# WORK TASK 1:
In the article on the Cultivate church planter gathering, where was the meeting held?
# WORK TASK 2:
Continue the article on the Cultivate church planter gathering from where it stops.

SUPPLIED TEXT Start Marker

Cultivating Faith through Church Plants
Tim Sheridan nodded his head and smiled as he looked around at participants attending the Cultivate church planter fellowship meeting hosted by Resonate Global Mission and held at Grace Community Chapel in Teaneck, N.J.
It was a wonderful and even surprisingly diverse gathering, said Sheridan, church planting leader for Resonate. After a long period of not meeting together in person during the COVID-19 pandemic, more than 50 church planters gathered June 1-3 to worship, share stories, and learn more about their work.
“I saw Korean, Southeast Asian, Haitian, Latin American, and African American [including African immigrant] church planters from North America and beyond,” said Sheridan. “There must have been a dozen languages spoken at the gathering. Being there, you felt a strong sense of unity.”
Sheridan opened the conference by speaking on “The Gospel and Church Planting Vision.”
“We see the Spirit at work in church planting today, and we are creating various partnerships to support and follow the Spirit in its efforts,” Sheridan said in an interview.

SUPPLIED TEXT End Marker
PROVIDED RECORDS Start Marker

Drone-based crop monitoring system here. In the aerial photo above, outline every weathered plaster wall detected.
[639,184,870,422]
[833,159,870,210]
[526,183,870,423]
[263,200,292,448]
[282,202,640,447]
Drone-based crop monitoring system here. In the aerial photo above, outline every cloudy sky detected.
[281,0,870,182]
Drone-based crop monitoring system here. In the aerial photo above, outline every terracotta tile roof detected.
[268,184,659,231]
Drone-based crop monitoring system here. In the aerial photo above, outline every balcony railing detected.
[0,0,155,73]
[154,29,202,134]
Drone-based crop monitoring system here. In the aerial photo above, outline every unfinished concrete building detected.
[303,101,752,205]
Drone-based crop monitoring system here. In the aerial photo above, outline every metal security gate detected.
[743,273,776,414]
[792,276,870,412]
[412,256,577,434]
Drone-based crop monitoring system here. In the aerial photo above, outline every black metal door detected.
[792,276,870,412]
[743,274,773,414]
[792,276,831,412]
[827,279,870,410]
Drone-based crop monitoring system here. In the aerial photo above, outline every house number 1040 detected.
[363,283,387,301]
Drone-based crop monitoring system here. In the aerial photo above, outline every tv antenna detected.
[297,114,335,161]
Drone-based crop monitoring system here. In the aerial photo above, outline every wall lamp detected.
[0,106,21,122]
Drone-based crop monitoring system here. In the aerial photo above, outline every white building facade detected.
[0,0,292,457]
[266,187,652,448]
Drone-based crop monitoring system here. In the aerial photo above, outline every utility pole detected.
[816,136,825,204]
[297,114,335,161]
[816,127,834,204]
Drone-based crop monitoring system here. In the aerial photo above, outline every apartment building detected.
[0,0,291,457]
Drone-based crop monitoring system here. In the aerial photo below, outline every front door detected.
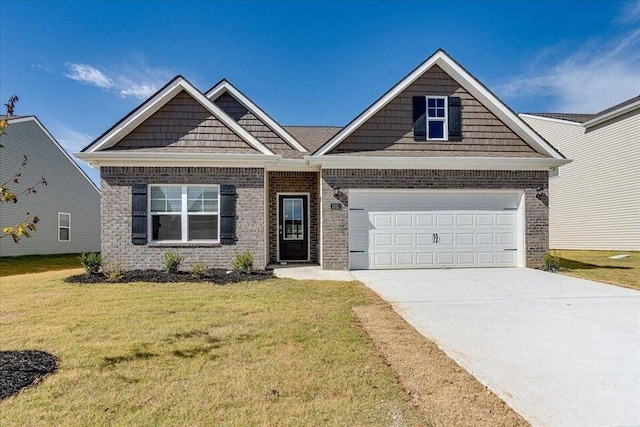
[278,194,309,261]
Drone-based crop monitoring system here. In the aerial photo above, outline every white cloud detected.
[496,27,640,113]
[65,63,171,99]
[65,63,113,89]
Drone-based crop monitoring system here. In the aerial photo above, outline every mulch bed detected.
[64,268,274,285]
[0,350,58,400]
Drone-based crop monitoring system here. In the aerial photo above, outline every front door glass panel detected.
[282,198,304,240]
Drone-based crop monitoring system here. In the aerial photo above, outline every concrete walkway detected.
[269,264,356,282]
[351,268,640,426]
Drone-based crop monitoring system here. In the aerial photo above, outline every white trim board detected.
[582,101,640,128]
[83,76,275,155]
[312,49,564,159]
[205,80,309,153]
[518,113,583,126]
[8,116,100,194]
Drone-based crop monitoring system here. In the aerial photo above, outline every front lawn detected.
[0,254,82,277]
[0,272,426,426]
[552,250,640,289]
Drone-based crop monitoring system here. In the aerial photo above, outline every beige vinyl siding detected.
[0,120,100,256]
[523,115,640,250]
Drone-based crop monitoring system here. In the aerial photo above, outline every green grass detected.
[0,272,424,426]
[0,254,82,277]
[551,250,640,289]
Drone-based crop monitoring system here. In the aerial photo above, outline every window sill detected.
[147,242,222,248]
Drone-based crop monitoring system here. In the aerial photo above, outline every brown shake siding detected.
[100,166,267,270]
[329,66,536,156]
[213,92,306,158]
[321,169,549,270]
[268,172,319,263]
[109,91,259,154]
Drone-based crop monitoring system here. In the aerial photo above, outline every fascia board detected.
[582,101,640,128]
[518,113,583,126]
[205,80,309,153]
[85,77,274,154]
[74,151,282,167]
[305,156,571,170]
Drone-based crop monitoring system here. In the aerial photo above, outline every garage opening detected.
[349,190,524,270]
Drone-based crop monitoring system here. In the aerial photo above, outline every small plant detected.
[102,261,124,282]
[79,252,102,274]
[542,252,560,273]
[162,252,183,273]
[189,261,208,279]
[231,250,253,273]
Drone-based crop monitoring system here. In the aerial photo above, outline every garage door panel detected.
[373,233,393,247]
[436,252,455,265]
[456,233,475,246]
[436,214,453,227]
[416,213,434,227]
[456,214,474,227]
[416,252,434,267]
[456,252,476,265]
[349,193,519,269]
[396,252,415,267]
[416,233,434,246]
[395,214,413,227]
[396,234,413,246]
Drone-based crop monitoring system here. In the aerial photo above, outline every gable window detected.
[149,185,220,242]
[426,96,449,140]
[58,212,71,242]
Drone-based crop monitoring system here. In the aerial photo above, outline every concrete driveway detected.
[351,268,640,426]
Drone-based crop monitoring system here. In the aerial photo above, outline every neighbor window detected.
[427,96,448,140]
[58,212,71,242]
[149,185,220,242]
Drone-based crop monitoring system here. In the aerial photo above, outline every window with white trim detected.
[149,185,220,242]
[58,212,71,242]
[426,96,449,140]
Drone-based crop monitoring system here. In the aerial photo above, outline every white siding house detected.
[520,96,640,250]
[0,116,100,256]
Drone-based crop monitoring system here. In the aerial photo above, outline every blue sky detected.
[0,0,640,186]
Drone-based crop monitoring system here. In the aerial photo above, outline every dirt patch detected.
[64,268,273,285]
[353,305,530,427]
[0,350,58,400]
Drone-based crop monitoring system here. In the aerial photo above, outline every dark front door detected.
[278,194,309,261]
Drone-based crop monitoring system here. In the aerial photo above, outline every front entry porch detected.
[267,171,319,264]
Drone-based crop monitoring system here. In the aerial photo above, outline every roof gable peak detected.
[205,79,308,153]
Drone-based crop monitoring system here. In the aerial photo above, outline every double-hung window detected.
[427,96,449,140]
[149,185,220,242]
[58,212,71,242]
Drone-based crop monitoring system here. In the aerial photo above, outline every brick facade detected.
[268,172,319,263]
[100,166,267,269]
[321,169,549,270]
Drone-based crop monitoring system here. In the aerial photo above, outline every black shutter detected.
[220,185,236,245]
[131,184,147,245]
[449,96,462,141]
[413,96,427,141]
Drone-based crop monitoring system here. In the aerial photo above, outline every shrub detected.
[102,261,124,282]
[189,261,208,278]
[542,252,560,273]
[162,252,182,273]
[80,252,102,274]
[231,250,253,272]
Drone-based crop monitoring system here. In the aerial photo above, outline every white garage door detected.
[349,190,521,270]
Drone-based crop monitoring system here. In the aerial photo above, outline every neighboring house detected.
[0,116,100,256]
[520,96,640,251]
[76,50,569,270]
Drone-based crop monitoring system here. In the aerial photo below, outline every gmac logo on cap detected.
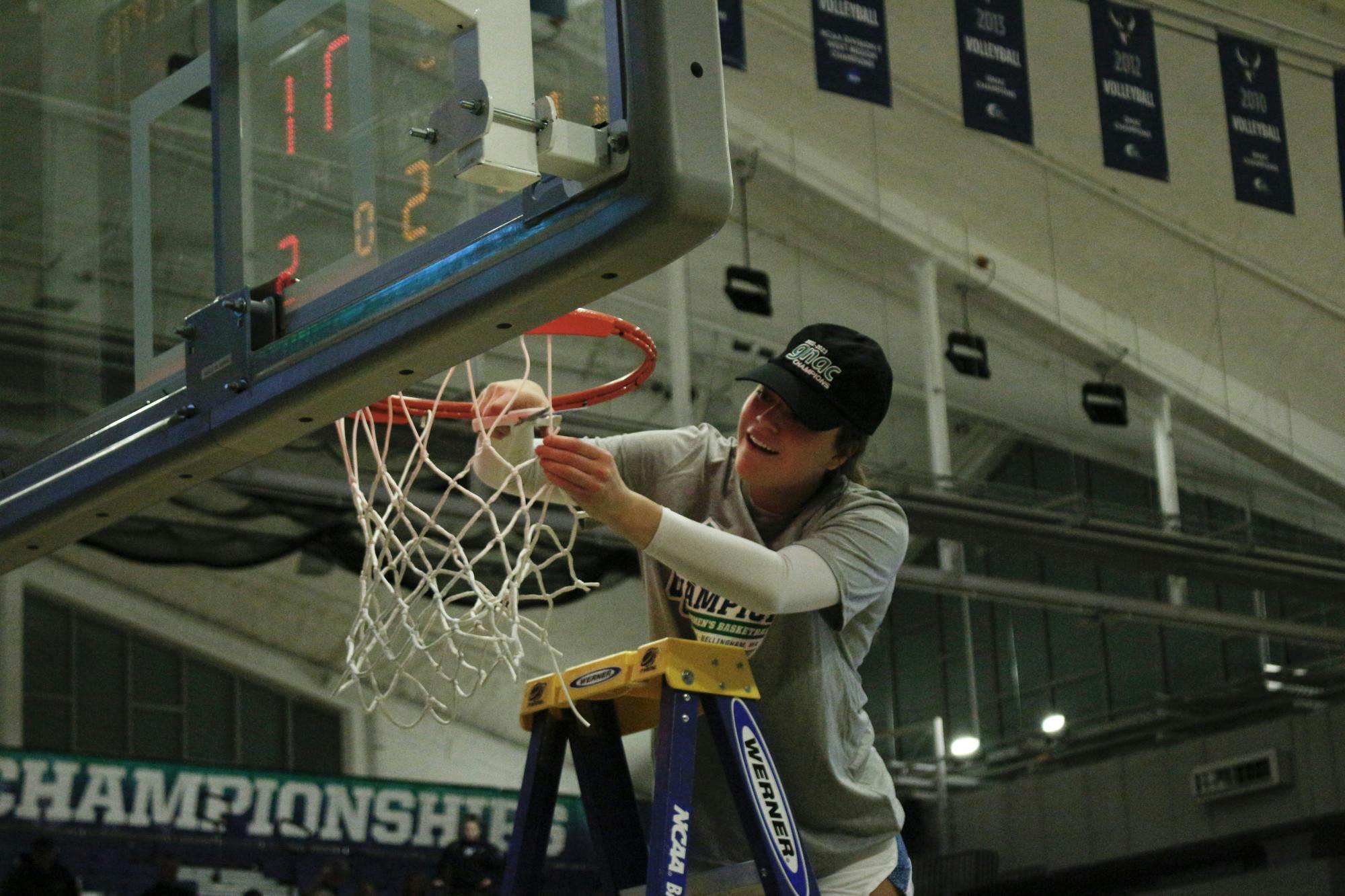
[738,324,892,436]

PROVIDED RECORDS End Marker

# RESULT 1:
At Grace Community Chapel in Teaneck, N.J.

# RESULT 2:
On Friday morning Arbin Pokharel, founding pastor of Cross-Way Church in Kathmandu, Nepal, gave a presentation titled “Church Planting Movement: Stories and Learnings from Nepal.” In the evening he spoke about “Leadership Formation for the Church.”
Pokharel was asked to speak as a church planter with a global story. He told his fellow church planters that Cross-Way, in 17 years of being a community and a resource church in Kathmandu, has planted over 37 churches in 34 of Nepal’s 77 districts.
Kevin Adams, founding pastor and senior pastor of Granite Springs Church in greater Sacramento, Calif., wrapped up the conference by discussing “Soul Care and Spiritual Formation.”
Moses Chung, Director of Program and Strategy for Resonate, said, “This was the most diverse gathering of church planters I’ve ever attended [while working with Resonate]. . . . Seeing so many planters from so many places was a bright spot for me. We are experiencing a new reality. God is doing the work and invites us to be part of it.”
Right now, added Chung, church planters are starting congregations in Canada and in Florida, in Texas and on the east and west coasts of the United States. “It is amazing and wonderful to see what is happening,” he said.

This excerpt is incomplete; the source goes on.